Problem requirements
Can you retype, word for word, the part of the piece on Bob Dylan's early love songs between "Dylan’s approach to" and "called ‘little dramas’.", inclusive?

Document extract
****

Although Bob Dylan made his name primarily as a writer of ‘protest’ songs, a number of the ‘love songs’ he wrote in his early ‘acoustic’ phase have become established standards. What makes these songs so memorable is their emotional realism. They have been covered by literally hundreds of male and female artists in a very wide range of different styles. The songs skilfully combine sophisticated poetic techniques with colloquial language and usually feature disillusioned narrators who are bidding farewell to relationships with a certain philosophical grace. The dominant tropes of the sentimental tradition which had dominated popular song up until the 1960s are subverted or rejected. There are no professions of undying devotion. Realising that their relationships are over, they roll up their sleeping bags and ‘hit the road’.
Dylan’s approach to these songs provided templates for the singer songwriters who emerged in his wake for their approaches to the subject of love. He took his cue from the fatalism and emotional realism of country music, combining this with the existentialist world view expressed in the work of the Beat Poets. Rather than idealising his lovers or pretending that their love will ‘last forever’, he appears to be analysing the relationships as abstract concepts, casting his (often unreliable) narrators in songs that could be called ‘little dramas’.
Don’t Think Twice, It’s Alright, which appears on Dylan’s second album The Freewheelin’ Bob Dylan (1963), is an address to a lover which appears on the surface to be a ‘kiss off’ song. The narrator seems at first to be addressing the rejected lover in a slightly callous way …It ain’t no use to sit and wonder why babe… he tells her …if you don’t know by now… In other words he appears to be suggesting that she has been blind to the problems in the relationship. This is of course a rather arrogant position to take. So already we may be questioning the narrator’s emotional honesty. Here, as in the next two verses, the first line is repeated for emphasis, as if he is challenging her. This technique is drawn from the blues. The second line in the original recording ends with …It’ll never do somehow… which sounds particularly sarcastic. In later live performances (and in the ‘official’ lyrics this becomes …It don’t matter anyhow…) Despite the apparent bitterness of tone, perhaps this is a sign that the narrator’s apparent nonchalance is merely a front. Then Dylan presents us with a wonderful collocation of imagery: …When your rooster crows at the break of dawn/ Look out your window and I’ll be gone… The rooster is often used as a sexual symbol of male potency (as in such songs as Howlin’ Wolf’s Little Red Rooster) but here Dylan turns this on its head by suggesting that the rooster ‘belongs’ to the girl. Perhaps he is suggesting that she has somehow tried to control him. Or it could be that he has already left her in the night and is rather heartlessly telling her to wake up and find him gone. The use of pararhyme here (dawn/gone) which Dylan converts into a rhyme by exaggerating his Midwestern accent, suggests that what is being said somehow does not ‘chime’. Indeed, the narrator appears to be deliberately saying two things at once. Either he has already left her, or he is only threatening to do so. Both readings appear to fit.

****

Bounding box annotation entries
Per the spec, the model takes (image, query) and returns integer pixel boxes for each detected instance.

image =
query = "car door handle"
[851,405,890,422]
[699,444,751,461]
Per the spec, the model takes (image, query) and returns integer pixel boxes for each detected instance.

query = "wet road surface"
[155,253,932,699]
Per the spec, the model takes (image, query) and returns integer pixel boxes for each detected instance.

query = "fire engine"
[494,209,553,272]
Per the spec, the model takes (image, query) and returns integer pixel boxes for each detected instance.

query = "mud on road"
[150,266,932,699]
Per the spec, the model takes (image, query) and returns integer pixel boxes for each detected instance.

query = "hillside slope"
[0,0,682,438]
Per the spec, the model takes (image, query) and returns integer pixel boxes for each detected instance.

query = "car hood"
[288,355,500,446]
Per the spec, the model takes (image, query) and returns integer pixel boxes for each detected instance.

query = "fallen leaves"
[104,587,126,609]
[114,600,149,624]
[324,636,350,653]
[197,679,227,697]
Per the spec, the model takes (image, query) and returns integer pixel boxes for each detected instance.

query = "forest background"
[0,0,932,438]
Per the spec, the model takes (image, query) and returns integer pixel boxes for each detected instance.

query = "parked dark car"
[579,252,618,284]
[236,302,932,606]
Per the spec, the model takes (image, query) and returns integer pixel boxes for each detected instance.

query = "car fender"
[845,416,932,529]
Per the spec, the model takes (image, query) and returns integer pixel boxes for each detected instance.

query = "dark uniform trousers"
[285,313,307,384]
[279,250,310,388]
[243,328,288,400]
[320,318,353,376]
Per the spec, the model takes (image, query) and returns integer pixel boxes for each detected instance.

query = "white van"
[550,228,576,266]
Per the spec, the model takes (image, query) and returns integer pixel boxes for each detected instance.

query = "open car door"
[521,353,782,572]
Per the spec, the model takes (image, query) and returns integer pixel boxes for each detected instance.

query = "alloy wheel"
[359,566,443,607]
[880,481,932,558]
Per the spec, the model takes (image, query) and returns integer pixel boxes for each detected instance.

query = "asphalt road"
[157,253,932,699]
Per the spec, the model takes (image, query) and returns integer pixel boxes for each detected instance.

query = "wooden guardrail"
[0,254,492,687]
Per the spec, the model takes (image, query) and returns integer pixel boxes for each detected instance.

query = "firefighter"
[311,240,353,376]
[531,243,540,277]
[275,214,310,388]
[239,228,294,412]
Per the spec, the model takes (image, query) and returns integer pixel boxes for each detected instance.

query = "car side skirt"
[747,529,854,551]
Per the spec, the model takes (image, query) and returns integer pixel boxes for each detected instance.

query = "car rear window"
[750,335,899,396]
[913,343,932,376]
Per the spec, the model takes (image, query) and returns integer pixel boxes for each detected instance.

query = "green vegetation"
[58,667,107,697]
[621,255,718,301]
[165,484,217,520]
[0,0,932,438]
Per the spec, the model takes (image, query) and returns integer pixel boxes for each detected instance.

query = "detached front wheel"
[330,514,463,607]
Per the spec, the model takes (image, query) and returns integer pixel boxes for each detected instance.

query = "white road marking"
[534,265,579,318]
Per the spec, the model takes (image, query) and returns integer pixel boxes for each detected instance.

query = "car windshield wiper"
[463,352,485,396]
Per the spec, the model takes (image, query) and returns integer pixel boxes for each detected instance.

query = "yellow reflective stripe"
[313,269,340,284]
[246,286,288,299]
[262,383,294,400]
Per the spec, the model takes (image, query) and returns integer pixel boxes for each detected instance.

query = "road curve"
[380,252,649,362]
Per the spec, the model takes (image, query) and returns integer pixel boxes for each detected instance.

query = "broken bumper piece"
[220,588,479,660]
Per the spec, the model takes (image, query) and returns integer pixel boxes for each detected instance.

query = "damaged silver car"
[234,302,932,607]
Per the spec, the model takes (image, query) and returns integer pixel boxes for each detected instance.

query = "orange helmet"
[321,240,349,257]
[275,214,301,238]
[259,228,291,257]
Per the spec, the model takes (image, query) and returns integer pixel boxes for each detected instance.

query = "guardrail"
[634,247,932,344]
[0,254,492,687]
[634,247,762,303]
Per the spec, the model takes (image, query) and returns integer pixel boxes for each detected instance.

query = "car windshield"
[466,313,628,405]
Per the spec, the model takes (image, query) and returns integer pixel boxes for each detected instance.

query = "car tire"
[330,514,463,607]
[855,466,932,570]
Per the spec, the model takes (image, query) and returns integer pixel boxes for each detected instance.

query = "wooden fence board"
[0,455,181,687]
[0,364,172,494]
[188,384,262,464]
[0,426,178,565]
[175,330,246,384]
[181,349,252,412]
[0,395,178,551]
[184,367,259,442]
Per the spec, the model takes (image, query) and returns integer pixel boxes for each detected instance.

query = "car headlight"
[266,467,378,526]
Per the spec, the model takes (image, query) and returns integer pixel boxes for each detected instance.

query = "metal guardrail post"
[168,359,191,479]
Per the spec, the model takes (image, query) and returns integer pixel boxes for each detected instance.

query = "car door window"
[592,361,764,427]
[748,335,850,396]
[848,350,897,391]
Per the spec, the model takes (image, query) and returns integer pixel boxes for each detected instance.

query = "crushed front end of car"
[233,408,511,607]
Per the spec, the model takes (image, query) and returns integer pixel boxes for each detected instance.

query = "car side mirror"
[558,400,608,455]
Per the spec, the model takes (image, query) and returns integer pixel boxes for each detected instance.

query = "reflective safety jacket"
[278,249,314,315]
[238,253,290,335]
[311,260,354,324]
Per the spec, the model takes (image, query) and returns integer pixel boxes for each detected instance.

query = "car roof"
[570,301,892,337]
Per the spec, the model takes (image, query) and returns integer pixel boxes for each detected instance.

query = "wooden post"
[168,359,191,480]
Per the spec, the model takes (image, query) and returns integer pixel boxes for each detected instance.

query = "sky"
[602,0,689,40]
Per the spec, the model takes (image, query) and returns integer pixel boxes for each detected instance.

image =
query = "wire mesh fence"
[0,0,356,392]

****

Solution for this task
Dylan’s approach to these songs provided templates for the singer songwriters who emerged in his wake for their approaches to the subject of love. He took his cue from the fatalism and emotional realism of country music, combining this with the existentialist world view expressed in the work of the Beat Poets. Rather than idealising his lovers or pretending that their love will ‘last forever’, he appears to be analysing the relationships as abstract concepts, casting his (often unreliable) narrators in songs that could be called ‘little dramas’.